> TEXT SEGMENT
"""

The bill centralizes and targets boating-related fee collection to boost funding for safety, access, and conservation, but may raise costs for boaters/taxpayers and shift or concentrate funding and administrative burdens at the state/local level.
State governments can combine collection of boating-related fees, simplifying administration and increasing revenue available for boating safety, access, and recreational programs.
Boaters and waterfront users may get improved safety, access, and recreational services because the law limits fee use to boating safety, access, recreation, and invasive species mitigation.
Local recreation and conservation projects (for example, invasive species control and habitat work) gain a dedicated funding source, supporting healthier waterways and recreational areas.
Boaters and taxpayers could face higher or consolidated state fees (including search-and-rescue and safety-related charges) if states impose or raise fees at registration.
If states restrict how collected fees are used, other maritime or broader local needs may receive less funding, shifting budget pressure elsewhere.
Increased or consolidated fee collection could create minor compliance and administrative costs for issuing authorities and some boat owners during implementation.

"""

> Segmentation dataset rows
"""

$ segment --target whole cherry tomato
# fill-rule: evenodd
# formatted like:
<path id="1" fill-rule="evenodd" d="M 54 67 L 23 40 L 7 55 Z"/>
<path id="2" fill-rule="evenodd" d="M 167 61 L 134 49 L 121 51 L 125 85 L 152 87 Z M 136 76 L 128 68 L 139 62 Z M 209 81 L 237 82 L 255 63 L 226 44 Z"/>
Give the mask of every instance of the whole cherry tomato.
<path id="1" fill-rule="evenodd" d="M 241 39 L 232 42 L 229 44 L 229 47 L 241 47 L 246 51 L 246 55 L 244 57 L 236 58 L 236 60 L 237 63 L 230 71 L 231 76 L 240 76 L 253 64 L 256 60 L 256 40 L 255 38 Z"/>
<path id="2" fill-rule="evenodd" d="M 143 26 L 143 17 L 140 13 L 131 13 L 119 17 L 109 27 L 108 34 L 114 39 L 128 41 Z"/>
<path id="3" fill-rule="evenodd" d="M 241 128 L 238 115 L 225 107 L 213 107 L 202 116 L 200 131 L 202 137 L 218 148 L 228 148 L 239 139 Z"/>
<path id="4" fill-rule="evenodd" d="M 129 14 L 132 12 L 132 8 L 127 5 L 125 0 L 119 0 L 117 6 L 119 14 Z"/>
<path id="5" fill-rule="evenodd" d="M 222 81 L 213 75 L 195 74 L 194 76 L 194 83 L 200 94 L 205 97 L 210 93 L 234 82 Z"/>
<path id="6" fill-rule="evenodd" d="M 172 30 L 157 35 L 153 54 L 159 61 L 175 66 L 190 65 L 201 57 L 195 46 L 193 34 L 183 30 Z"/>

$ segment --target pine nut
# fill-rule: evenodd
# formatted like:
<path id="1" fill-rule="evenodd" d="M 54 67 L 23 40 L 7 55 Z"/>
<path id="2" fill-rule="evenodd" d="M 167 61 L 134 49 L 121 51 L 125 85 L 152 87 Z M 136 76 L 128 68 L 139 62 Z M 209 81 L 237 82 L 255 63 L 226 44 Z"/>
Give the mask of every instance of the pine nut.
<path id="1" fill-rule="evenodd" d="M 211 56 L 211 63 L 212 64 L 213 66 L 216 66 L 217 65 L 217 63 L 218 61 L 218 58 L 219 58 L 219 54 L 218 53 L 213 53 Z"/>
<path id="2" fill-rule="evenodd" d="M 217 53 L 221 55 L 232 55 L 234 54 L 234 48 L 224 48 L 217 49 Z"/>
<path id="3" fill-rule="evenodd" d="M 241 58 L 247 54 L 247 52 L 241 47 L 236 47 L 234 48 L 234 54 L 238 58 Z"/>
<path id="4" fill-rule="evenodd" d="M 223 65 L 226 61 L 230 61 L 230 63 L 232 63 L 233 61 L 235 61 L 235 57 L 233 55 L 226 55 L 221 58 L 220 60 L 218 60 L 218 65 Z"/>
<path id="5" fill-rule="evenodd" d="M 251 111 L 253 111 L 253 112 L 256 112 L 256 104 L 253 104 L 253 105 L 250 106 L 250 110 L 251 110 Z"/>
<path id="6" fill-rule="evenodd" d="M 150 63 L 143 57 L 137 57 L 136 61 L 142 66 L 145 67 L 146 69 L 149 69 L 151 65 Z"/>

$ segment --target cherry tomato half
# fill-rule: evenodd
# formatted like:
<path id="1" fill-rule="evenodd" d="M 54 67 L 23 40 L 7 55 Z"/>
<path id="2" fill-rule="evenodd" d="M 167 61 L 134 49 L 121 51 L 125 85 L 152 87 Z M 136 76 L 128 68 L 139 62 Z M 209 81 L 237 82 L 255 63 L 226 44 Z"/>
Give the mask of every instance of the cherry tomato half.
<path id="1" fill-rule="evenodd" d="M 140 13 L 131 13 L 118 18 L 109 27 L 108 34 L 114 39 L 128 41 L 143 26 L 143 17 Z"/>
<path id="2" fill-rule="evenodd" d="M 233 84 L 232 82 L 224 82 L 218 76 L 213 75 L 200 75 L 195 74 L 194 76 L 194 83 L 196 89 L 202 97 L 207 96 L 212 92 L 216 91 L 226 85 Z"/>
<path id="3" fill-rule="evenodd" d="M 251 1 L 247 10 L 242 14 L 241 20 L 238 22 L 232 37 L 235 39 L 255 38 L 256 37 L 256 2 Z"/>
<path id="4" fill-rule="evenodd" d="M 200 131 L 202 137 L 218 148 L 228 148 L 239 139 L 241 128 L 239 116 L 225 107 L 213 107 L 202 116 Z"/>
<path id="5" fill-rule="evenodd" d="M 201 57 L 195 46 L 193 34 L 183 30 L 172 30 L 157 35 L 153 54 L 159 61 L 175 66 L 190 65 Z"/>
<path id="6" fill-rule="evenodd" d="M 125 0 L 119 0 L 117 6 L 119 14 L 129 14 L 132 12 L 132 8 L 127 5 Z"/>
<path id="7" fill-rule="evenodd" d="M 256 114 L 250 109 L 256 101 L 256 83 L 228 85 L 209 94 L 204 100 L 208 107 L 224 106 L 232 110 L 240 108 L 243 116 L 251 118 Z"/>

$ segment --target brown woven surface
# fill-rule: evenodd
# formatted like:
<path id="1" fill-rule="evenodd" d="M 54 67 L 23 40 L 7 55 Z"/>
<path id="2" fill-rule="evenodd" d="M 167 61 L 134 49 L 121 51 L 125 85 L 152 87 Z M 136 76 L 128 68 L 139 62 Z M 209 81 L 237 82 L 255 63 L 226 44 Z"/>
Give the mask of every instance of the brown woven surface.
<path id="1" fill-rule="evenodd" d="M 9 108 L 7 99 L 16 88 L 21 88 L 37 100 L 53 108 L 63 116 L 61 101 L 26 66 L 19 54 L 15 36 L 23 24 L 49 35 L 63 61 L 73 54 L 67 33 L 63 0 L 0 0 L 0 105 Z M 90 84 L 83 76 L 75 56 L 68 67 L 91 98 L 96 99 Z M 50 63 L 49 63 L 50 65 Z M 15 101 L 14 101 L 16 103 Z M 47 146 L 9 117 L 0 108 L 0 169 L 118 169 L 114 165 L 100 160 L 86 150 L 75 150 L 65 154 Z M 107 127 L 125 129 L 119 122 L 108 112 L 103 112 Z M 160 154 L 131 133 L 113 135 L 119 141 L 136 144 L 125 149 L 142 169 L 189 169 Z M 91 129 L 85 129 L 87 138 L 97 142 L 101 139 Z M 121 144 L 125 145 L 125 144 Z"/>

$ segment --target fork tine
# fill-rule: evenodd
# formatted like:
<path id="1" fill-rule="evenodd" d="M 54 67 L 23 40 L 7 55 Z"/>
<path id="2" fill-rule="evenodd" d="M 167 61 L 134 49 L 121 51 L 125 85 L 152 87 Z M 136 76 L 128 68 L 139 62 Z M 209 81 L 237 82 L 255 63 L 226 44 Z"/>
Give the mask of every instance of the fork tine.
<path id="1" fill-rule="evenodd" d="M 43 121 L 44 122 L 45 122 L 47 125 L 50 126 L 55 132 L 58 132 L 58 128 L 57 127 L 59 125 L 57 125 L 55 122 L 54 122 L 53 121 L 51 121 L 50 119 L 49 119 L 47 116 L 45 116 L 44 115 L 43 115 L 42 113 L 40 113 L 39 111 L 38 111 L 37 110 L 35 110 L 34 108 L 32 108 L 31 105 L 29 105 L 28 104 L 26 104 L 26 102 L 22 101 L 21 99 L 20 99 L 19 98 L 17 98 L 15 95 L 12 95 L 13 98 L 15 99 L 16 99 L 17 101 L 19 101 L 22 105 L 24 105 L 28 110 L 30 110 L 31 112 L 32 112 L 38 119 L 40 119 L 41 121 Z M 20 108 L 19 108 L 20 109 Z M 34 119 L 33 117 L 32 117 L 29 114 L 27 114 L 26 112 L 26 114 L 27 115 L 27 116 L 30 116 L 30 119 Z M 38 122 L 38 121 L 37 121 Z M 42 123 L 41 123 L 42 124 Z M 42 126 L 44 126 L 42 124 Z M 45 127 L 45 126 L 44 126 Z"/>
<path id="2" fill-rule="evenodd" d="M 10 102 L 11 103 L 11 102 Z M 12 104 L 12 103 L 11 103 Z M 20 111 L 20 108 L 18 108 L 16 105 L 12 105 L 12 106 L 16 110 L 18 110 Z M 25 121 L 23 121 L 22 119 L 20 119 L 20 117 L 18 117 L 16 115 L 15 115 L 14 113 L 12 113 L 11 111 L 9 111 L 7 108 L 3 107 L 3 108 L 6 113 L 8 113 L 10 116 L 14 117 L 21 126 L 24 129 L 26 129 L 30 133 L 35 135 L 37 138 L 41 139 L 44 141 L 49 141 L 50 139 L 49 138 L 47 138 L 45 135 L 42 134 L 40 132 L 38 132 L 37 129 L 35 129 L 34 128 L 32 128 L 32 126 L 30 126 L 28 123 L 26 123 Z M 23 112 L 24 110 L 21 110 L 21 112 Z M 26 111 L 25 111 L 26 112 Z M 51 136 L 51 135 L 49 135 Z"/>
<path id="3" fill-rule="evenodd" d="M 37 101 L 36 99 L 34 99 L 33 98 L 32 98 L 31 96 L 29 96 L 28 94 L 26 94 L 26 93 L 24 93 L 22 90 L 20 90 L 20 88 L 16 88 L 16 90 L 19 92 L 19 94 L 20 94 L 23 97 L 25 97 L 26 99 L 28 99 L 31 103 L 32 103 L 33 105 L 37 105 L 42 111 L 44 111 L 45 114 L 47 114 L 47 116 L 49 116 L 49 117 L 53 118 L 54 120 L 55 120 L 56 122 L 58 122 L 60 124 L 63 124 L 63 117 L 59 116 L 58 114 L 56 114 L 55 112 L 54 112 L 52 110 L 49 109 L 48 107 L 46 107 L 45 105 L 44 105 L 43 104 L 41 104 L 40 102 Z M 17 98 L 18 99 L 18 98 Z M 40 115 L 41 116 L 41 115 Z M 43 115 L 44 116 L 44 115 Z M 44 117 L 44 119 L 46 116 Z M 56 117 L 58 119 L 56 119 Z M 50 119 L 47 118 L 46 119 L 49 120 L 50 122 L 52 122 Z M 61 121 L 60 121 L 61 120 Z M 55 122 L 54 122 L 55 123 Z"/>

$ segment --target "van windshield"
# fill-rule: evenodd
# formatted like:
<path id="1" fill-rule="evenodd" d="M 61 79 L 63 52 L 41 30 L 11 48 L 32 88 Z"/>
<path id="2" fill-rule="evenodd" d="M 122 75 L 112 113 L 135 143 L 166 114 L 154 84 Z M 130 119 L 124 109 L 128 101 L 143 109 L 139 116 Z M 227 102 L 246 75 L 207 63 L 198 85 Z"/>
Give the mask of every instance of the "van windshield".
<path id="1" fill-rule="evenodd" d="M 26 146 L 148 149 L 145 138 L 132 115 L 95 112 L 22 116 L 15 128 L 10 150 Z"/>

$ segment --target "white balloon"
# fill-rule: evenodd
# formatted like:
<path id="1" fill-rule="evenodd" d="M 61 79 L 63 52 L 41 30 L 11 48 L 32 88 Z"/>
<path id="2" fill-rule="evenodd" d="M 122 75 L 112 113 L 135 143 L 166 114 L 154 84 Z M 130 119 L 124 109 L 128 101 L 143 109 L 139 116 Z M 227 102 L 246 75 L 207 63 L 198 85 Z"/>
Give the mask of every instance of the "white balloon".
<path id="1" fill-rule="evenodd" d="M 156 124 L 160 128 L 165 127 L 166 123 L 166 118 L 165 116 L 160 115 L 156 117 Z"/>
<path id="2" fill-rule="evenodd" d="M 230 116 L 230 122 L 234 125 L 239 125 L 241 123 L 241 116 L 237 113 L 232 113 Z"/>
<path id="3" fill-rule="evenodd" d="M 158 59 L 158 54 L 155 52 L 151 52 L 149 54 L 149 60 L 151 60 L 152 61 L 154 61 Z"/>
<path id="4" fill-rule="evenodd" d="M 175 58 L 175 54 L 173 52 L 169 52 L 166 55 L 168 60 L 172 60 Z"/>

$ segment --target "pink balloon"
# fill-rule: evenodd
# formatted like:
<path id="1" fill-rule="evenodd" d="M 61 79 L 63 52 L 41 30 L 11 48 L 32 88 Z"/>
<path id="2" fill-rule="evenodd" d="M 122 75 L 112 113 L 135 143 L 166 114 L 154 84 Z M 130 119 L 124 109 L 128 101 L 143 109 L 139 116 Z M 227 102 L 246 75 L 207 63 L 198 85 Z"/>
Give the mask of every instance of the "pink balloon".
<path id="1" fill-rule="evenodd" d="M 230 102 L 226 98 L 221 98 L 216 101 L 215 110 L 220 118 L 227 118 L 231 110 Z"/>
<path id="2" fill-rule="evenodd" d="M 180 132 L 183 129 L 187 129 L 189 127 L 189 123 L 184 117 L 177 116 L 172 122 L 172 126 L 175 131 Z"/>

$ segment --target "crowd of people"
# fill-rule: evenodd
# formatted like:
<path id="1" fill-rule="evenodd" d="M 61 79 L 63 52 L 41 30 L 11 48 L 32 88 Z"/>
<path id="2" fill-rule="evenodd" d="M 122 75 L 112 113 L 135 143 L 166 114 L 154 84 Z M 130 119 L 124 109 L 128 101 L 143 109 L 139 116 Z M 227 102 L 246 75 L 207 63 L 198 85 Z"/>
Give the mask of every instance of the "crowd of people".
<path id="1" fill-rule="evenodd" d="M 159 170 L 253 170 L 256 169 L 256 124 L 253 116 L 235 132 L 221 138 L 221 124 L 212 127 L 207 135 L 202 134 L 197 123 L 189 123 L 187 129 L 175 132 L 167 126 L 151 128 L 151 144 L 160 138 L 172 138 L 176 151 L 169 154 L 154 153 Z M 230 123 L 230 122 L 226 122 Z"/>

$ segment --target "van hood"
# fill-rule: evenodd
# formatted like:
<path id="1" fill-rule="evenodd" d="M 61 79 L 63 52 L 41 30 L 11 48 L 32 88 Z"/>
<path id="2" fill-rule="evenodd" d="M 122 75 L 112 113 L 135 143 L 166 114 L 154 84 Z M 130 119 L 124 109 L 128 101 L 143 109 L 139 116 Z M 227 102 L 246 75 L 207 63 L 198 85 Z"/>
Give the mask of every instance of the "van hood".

"""

> GIVEN EXERCISE A
According to the bill summary, to which uses does the law limit the fees?
> GIVEN EXERCISE B
Recast the rows as a numbered list, leaving out blank lines, covering everything from the start of the rows down to the line containing "127 5 L 125".
The bill summary has no connection to the rows.

> CORRECT OUTPUT A
Boating safety, access, recreation, and invasive species mitigation.

> CORRECT OUTPUT B
1. $ segment --target whole cherry tomato
2. # fill-rule: evenodd
3. # formatted like:
4. <path id="1" fill-rule="evenodd" d="M 54 67 L 23 40 L 7 55 Z"/>
5. <path id="2" fill-rule="evenodd" d="M 167 61 L 134 49 L 121 51 L 125 85 L 152 87 Z M 136 76 L 128 68 L 139 62 Z M 209 81 L 237 82 L 255 63 L 226 44 Z"/>
6. Give the mask of every instance of the whole cherry tomato.
7. <path id="1" fill-rule="evenodd" d="M 241 39 L 232 42 L 229 44 L 229 47 L 241 47 L 246 51 L 246 55 L 244 57 L 236 58 L 236 60 L 237 63 L 230 71 L 231 76 L 240 76 L 253 64 L 256 60 L 256 40 L 255 38 Z"/>
8. <path id="2" fill-rule="evenodd" d="M 143 26 L 143 17 L 140 13 L 131 13 L 119 17 L 109 27 L 108 34 L 114 39 L 128 41 Z"/>
9. <path id="3" fill-rule="evenodd" d="M 241 128 L 238 115 L 225 107 L 213 107 L 202 116 L 200 131 L 202 137 L 218 148 L 228 148 L 239 139 Z"/>
10. <path id="4" fill-rule="evenodd" d="M 129 14 L 132 12 L 132 8 L 127 5 L 125 0 L 119 0 L 117 6 L 119 14 Z"/>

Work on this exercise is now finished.